→ SHORT EXERCISE 1
Answer these questions using the news article about the 2007 attempted murder case below:
(a) Where was Juan Luis Alvarado-Velazquez apprehended?
(b) Which deputy prosecutor is named?
(c) How many of the suspects were charged in November of that year?
→ SHORT EXERCISE 2
Pick up the news article about the 2007 attempted murder case below and extend it past its final sentence.

→ EXTRACT
--*--
Man appears in court to face 2007 attempted murder allegation

By Jerzy Shedlock, Columbian Breaking News Reporter
Published: November 7, 2019, 12:26pm

A man who allegedly fled to Mexico after being accused of attempted murder in 2007 appeared Thursday in Clark County Superior County to face the more than decade-old case.

Juan Luis Alvarado-Velazquez, 32, was apprehended at the U.S.-Mexico border earlier this year, Deputy Prosecutor Kristine Foerster said. He faces an allegation of attempted first-degree murder in connection with a Vancouver stabbing in July 2007, court records show.

Three teenagers and Alvarado-Velazquez were identified as suspects. Three of them were charged in November of that year, while an arrest warrant for Alvarado-Velazquez went unserved as law enforcement were unable to locate him.
--*--
→ INFORMATION PROVIDED
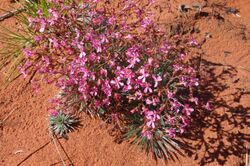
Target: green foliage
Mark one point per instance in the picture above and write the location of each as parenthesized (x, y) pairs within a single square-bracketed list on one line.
[(61, 124)]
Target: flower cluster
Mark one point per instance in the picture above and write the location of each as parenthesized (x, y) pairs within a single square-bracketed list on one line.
[(113, 62)]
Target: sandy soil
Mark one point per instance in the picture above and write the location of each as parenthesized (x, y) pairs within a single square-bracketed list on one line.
[(217, 138)]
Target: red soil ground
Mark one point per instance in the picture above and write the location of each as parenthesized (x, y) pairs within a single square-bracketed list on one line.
[(218, 138)]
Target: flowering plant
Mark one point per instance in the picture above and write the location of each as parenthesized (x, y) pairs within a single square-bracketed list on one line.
[(114, 63)]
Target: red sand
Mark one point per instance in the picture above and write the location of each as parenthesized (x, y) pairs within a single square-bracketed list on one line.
[(219, 138)]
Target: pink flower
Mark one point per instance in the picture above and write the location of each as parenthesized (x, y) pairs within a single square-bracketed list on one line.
[(148, 134), (151, 118), (147, 88), (171, 133), (157, 80), (143, 76), (153, 102), (117, 82)]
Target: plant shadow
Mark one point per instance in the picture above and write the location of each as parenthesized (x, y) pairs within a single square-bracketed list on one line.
[(221, 133)]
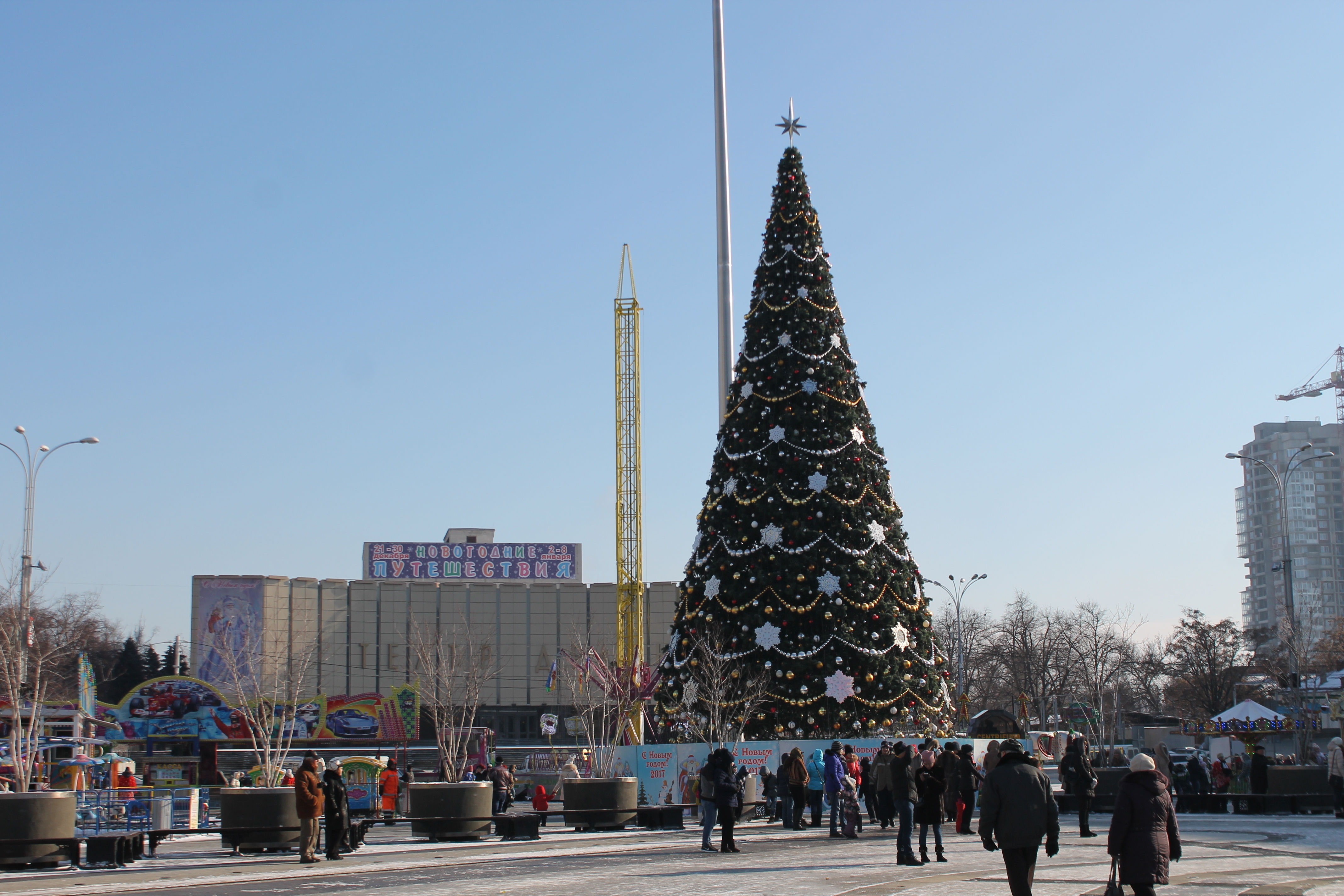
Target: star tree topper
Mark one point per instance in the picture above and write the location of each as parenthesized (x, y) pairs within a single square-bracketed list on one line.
[(791, 124)]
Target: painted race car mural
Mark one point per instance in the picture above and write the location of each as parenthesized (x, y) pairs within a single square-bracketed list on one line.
[(191, 708)]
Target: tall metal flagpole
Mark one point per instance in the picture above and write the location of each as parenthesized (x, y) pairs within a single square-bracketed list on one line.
[(721, 170)]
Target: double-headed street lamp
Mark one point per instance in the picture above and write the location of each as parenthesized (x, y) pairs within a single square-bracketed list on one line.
[(956, 593), (31, 462)]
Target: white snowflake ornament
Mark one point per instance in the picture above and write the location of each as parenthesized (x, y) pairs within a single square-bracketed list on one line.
[(901, 635), (768, 636), (841, 687)]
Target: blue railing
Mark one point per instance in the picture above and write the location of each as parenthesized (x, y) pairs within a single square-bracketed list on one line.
[(140, 809)]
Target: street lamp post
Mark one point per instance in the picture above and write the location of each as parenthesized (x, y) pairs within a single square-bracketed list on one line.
[(956, 593), (31, 462), (1281, 483)]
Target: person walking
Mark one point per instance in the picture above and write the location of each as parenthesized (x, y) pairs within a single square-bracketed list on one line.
[(905, 793), (389, 782), (816, 782), (335, 810), (1198, 776), (991, 755), (1143, 828), (1016, 810), (709, 807), (968, 778), (502, 787), (1077, 776), (1163, 757), (768, 792), (929, 809), (869, 788), (835, 776), (1335, 773), (728, 797), (883, 788), (799, 781), (948, 761), (308, 803), (541, 803), (1260, 770)]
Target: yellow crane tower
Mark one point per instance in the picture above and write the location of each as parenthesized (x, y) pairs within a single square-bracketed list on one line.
[(1335, 382), (630, 546)]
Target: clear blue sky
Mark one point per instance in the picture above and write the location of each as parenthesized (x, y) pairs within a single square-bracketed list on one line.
[(323, 273)]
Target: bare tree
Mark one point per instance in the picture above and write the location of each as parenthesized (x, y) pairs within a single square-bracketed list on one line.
[(1205, 661), (1101, 651), (1030, 649), (607, 698), (721, 695), (459, 665), (268, 674), (56, 632), (983, 680)]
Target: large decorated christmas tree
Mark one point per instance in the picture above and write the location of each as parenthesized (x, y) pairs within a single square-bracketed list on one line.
[(800, 563)]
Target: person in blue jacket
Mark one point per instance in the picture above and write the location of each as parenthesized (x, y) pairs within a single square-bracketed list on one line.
[(835, 773), (816, 781)]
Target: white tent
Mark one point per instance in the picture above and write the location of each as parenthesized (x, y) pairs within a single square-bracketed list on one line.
[(1248, 708)]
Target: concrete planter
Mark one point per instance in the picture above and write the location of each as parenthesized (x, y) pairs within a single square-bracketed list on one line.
[(1299, 780), (261, 808), (43, 813), (617, 794), (462, 800)]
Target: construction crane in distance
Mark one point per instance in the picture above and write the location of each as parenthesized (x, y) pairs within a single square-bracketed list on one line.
[(630, 545), (1335, 382)]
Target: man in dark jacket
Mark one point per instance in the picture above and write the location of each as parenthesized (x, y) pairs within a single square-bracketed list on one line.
[(967, 778), (1016, 809), (905, 790), (337, 809), (1077, 776), (835, 773), (768, 792), (709, 808), (1260, 770), (948, 762)]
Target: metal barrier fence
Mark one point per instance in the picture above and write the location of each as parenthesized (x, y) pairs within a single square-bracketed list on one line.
[(140, 809)]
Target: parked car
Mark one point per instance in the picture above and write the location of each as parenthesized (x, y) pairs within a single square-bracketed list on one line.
[(351, 723)]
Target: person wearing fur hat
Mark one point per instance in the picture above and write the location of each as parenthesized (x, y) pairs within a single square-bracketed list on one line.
[(1143, 828), (1335, 770), (1016, 810)]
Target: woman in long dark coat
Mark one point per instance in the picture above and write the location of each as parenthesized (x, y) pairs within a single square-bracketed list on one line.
[(1143, 828), (929, 809), (337, 810)]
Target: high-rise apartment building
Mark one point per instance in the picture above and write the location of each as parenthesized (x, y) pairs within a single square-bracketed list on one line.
[(1315, 524)]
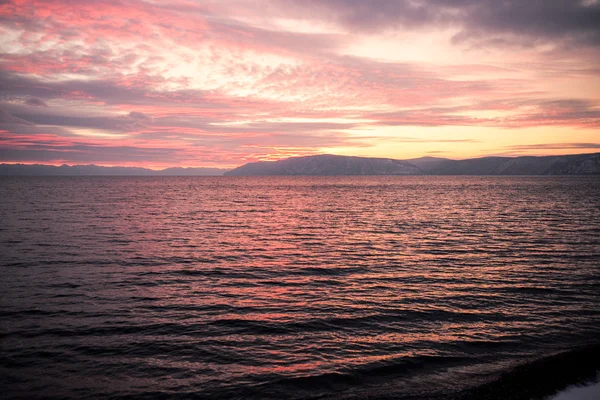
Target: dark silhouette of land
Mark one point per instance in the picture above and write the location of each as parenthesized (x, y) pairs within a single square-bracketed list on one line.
[(581, 164), (333, 165)]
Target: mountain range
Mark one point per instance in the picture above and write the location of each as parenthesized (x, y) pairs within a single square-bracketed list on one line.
[(580, 164), (327, 164)]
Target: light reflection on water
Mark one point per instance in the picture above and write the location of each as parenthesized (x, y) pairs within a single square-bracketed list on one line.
[(120, 286)]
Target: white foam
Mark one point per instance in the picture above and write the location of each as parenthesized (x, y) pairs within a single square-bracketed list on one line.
[(578, 392)]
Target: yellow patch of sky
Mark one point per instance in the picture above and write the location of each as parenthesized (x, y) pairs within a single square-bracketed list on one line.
[(478, 142)]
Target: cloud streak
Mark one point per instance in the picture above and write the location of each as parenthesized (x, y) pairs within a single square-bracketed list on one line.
[(201, 83)]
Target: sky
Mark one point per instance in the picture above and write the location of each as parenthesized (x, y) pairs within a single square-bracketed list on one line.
[(218, 83)]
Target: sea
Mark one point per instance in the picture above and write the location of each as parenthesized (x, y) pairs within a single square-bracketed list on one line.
[(390, 287)]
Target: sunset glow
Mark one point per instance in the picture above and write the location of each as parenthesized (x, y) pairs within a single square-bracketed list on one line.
[(221, 83)]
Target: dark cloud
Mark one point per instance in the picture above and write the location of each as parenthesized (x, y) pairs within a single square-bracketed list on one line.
[(7, 118), (499, 21), (34, 101)]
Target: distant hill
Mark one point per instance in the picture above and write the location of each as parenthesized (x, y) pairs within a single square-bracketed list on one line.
[(95, 170), (582, 164), (327, 165), (579, 164)]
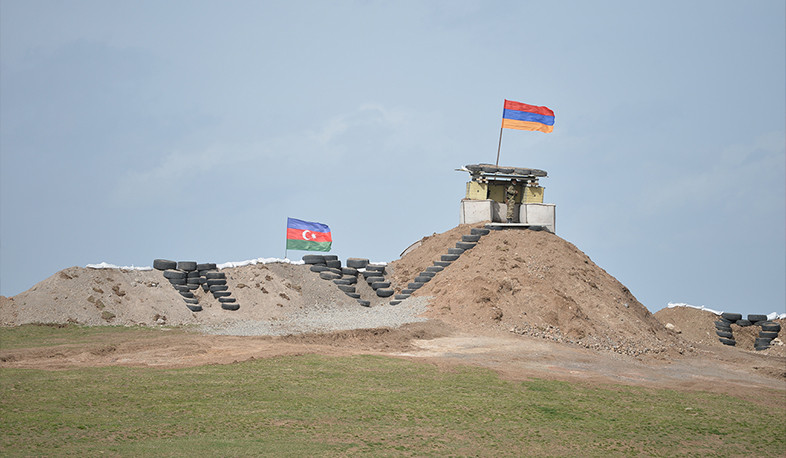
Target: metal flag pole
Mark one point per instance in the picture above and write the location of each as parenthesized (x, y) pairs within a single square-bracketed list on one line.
[(500, 135)]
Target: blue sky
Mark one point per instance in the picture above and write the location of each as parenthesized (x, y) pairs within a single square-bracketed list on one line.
[(190, 130)]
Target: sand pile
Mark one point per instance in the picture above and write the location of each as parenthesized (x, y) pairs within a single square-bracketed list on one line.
[(513, 281), (534, 283), (126, 297)]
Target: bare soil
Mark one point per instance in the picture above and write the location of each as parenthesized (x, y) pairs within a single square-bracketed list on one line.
[(526, 304)]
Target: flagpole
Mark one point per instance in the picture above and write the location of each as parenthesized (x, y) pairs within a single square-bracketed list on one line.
[(500, 135)]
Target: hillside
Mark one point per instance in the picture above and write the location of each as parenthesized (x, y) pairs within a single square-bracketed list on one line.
[(513, 282)]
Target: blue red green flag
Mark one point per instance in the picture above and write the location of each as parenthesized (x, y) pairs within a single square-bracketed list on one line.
[(308, 236), (517, 115)]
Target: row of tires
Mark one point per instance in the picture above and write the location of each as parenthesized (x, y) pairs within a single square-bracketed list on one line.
[(768, 329), (188, 276), (467, 243), (345, 278)]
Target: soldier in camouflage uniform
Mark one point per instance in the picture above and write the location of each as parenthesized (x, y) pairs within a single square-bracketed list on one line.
[(510, 199)]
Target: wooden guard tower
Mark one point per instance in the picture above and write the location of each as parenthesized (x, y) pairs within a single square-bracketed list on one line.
[(485, 197)]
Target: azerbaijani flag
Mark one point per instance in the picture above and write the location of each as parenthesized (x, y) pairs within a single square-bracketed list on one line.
[(517, 115), (308, 236)]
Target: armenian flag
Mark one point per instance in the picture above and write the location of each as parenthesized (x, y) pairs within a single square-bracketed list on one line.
[(308, 236), (521, 116)]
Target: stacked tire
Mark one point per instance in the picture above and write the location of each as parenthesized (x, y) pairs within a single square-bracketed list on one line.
[(723, 328), (329, 268), (183, 276), (375, 277), (216, 283), (768, 331), (466, 243)]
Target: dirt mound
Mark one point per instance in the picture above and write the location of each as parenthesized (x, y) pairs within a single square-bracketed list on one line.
[(131, 297), (534, 283), (698, 326)]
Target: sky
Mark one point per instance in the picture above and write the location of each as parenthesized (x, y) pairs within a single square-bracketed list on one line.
[(191, 130)]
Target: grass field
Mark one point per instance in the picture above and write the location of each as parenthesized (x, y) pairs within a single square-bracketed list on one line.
[(366, 405)]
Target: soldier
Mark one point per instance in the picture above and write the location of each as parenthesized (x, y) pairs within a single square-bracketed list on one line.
--*--
→ TASK RESULT 1
(a) At the U.S.-Mexico border.
(b) Kristine Foerster.
(c) Three.</t1>

→ TASK RESULT 2
On Thursday, Judge Bernard Veljacic granted the state’s request to hold Alvarado-Velazquez without bail, noting that the allegations show he is a threat to the community, and his years on the run establish he’s a flight risk. A bail hearing will likely happen next week.

Alvarado-Velazquez said little during the hearing, listening to the attorneys’ remarks through a Spanish interpreter.

According to probable cause affidavits, Luis Rangel, then 17, stabbed a rival gang member in the heart in the parking lot of Albertsons on Fourth Plain Boulevard in the Bagley Downs neighborhood. After his arrest, Rangel told detectives that fellow Sureno gang members Ovidio Perez, then 18, and Pedro Marquez, then 16, had been with him.

The store’s surveillance footage of the parking lot showed four people emerge from a black Chevrolet Camaro. One person was seen striking the victim in the chest, and then the four suspects returned to the Camaro and drove away, the affidavits say.

According to Alvarado-Velazquez’s arrest warrant, Rangel told police that Alvarado-Velazquez drove the group to the store. Detectives contacted Alvarado-Velazquez 15 hours after the stabbing and noted that his clothing matched the driver’s clothing. The officers also seized a metal bat wrapped in blue tape, which the driver had been wielding during the stabbing. The warrant does not say whether Alvarado-Velazquez was taken into custody during that contact.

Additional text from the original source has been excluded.